Your objective
Return every line in the listing that contains the string "wall". Case counts.

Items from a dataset
Begin
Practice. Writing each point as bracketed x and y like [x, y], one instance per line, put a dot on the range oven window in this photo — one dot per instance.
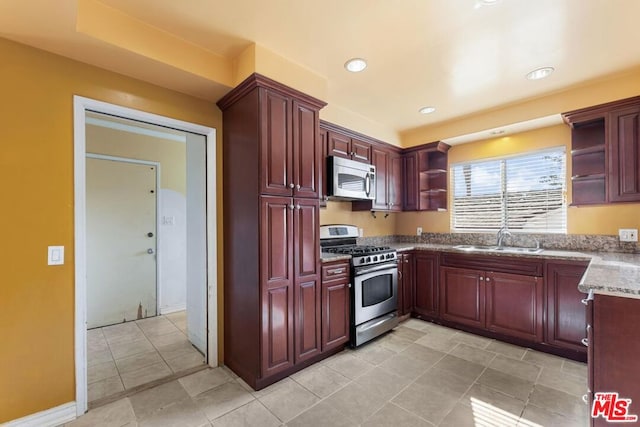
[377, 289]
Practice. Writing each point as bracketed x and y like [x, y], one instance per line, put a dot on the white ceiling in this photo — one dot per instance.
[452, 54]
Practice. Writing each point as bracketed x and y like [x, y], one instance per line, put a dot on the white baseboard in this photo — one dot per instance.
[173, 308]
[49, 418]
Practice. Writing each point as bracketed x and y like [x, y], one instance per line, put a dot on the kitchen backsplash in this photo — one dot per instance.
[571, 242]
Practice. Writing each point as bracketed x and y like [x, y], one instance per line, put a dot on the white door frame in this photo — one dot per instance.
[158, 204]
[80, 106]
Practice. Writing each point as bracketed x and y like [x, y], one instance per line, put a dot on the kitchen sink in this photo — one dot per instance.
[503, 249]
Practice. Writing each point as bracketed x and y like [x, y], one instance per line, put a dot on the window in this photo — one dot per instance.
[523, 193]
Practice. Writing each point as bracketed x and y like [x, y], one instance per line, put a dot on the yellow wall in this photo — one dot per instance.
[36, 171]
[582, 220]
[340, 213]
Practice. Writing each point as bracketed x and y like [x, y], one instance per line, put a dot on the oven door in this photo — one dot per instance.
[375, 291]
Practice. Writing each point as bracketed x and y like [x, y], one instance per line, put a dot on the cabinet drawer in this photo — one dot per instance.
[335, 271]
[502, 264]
End
Begin
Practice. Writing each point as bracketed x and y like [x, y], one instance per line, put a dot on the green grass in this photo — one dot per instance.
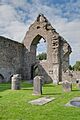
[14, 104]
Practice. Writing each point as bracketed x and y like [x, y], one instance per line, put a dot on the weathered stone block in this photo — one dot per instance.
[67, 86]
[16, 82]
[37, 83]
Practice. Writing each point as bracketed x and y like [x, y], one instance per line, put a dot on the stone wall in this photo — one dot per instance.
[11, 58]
End
Begin
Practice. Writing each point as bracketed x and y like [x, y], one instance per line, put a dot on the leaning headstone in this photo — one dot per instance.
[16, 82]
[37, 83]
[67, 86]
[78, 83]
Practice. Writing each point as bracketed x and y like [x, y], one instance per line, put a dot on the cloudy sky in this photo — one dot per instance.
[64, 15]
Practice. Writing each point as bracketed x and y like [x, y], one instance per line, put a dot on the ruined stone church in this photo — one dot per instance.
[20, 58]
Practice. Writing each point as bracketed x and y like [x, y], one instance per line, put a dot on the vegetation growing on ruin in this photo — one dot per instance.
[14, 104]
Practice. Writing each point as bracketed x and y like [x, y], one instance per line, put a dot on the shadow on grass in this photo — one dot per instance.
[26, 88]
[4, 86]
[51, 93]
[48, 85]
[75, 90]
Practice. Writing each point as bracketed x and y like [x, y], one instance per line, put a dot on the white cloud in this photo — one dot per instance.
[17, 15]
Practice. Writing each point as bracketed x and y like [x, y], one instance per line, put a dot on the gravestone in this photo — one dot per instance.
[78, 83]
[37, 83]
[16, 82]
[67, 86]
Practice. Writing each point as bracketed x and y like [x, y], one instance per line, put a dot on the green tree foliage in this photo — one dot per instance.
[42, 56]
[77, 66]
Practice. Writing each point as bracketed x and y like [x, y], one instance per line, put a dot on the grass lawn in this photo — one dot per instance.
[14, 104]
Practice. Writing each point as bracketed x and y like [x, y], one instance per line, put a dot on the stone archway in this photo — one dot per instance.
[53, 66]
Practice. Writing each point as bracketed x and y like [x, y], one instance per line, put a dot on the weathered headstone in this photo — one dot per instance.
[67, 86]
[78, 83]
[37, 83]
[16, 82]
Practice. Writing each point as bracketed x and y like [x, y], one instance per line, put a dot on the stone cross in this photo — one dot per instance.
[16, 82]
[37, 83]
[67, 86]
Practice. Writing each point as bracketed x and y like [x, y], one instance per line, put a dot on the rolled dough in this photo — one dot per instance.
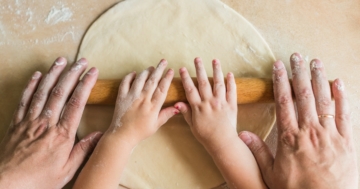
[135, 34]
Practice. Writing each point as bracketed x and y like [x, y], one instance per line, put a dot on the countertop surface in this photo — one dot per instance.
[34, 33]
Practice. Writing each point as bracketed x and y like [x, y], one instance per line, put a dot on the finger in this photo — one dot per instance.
End
The reply
Practice. Writing each point as bracketed x and y like [x, y], one instance per line, put a dot on the yellow wall in this photo — one dot per instance.
Practice. Writing each point as bracketed x and y like [x, y], one instance per line, put a dot on the stone wall in this photo — one dot per instance.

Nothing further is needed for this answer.